→ **Data shown**
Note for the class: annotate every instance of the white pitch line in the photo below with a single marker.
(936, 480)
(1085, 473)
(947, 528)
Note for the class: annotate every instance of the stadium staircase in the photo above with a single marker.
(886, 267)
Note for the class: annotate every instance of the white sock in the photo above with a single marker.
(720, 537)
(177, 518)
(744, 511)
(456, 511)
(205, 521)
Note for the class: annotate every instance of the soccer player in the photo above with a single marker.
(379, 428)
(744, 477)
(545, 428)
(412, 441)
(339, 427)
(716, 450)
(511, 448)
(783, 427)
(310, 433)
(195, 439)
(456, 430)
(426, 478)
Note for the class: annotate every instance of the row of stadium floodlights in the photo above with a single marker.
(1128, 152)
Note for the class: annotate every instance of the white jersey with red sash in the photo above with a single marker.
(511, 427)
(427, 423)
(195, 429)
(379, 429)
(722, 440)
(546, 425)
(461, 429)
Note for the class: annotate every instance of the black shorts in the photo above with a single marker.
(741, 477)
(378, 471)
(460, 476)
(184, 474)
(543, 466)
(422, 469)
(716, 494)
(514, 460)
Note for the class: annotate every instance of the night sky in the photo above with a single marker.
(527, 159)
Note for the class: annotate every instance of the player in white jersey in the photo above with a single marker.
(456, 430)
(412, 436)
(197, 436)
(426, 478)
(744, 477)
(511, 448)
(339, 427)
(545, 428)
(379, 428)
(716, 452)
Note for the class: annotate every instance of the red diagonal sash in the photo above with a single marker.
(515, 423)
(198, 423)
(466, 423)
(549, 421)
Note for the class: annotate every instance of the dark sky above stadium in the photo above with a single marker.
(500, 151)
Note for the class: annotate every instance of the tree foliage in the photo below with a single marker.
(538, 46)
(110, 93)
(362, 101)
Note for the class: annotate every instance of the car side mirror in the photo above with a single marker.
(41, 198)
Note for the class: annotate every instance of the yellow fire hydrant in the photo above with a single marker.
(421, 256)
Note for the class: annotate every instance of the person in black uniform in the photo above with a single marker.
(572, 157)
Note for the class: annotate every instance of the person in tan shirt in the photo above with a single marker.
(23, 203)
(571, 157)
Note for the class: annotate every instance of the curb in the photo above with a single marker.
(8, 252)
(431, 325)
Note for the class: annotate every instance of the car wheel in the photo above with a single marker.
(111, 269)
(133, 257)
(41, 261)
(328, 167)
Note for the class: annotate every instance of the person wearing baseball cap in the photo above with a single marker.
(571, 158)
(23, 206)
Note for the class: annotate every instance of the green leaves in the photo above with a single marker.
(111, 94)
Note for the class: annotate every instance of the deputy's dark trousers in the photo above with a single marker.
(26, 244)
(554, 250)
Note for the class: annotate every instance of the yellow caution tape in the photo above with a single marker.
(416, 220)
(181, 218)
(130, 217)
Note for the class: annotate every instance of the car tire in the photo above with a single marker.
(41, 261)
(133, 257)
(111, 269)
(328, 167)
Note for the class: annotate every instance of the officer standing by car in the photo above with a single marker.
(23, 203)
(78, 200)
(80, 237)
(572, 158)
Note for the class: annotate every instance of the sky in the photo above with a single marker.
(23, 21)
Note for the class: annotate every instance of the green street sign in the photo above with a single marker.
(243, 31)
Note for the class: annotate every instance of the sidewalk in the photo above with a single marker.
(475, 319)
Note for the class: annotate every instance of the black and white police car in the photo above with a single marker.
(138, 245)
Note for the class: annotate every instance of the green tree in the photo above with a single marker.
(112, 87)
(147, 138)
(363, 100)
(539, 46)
==
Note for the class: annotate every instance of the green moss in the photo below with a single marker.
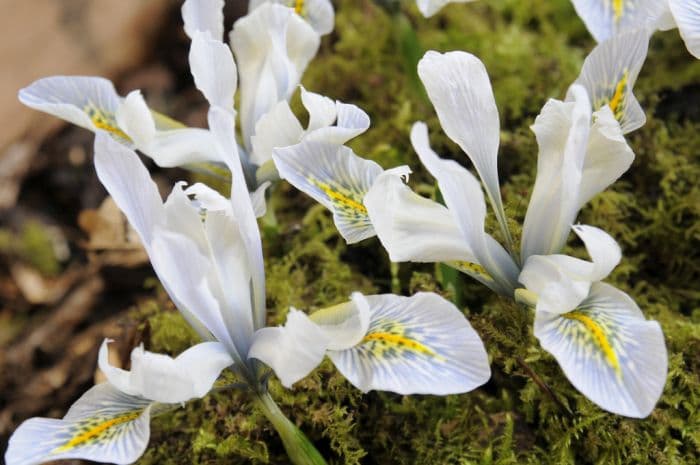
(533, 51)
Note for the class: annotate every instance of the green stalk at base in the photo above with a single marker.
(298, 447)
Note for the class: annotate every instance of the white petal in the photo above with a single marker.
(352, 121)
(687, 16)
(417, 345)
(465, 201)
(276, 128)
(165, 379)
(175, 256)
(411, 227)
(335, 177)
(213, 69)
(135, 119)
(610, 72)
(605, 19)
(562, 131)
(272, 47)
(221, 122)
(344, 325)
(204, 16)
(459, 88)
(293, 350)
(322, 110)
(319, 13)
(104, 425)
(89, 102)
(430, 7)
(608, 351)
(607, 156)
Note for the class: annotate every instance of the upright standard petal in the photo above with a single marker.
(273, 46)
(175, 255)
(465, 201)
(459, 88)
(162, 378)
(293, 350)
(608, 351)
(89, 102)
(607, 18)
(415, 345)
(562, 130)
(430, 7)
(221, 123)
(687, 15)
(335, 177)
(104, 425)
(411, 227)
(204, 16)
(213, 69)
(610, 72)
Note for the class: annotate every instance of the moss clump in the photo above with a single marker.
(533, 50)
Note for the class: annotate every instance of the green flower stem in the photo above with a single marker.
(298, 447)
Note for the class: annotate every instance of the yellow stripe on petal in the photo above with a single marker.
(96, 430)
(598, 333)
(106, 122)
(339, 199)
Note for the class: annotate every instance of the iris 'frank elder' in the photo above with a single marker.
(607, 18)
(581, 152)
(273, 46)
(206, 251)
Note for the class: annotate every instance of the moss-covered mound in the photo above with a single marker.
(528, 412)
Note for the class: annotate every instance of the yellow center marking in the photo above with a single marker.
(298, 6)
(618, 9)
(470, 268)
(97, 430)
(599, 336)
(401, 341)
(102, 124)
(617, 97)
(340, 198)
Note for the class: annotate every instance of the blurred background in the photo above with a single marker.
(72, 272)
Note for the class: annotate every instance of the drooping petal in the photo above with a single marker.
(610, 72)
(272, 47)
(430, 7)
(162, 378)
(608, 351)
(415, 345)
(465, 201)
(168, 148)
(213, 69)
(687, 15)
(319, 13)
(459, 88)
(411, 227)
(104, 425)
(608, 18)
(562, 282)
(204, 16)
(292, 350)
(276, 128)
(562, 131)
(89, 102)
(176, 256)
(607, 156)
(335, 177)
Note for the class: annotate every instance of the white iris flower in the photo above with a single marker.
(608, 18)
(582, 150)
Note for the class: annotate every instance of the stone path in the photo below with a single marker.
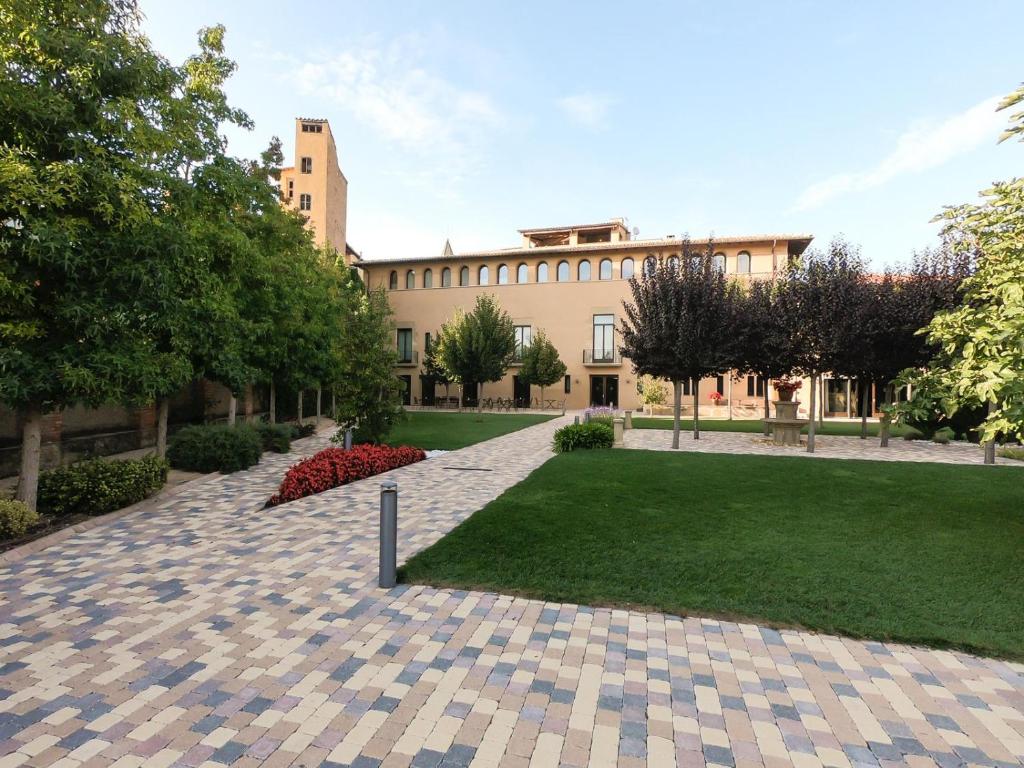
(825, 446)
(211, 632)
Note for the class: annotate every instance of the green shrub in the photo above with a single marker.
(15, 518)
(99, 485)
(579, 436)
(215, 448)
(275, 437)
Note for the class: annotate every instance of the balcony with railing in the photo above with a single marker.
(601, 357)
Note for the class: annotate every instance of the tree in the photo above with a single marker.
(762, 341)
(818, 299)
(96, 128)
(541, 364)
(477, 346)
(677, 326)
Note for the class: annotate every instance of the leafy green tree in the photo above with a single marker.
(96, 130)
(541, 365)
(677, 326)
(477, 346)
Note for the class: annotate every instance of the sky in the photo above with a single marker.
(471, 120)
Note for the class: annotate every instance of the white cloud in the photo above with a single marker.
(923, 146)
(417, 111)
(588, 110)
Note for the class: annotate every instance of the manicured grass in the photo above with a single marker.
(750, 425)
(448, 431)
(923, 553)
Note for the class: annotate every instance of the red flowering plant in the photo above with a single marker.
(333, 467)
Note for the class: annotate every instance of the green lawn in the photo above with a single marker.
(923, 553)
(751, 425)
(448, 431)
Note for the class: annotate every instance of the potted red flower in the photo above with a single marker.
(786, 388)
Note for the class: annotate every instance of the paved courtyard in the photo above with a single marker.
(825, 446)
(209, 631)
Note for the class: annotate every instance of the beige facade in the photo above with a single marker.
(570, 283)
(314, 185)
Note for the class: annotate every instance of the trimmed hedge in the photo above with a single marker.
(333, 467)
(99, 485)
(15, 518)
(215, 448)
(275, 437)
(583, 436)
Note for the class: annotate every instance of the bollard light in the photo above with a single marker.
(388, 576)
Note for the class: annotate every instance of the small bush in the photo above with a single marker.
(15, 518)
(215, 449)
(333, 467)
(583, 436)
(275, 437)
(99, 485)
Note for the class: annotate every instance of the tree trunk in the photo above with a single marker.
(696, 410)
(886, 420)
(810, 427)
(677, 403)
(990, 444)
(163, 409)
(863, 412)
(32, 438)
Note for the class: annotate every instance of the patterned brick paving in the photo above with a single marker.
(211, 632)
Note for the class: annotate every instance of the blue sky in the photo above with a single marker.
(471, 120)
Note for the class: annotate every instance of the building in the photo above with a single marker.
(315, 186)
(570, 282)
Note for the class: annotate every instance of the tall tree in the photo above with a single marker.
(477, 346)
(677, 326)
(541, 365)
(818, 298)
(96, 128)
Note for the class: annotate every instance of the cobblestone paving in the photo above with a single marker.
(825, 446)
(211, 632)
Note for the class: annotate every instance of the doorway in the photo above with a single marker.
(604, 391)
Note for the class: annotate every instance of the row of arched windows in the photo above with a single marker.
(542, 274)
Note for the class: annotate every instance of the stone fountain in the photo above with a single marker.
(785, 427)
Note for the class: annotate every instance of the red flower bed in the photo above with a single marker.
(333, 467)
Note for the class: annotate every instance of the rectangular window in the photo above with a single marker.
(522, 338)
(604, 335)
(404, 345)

→ **Direction**
From the items above, return each line that contains the word "dark", treating uppercase and lowercase as different.

→ **Exercise answer**
Note for the class: annotate every instance of the dark sky above stadium in the photo above with a single marker.
Note for the class: annotate every instance of the deputy's dark trousers in the photo above with a single marker.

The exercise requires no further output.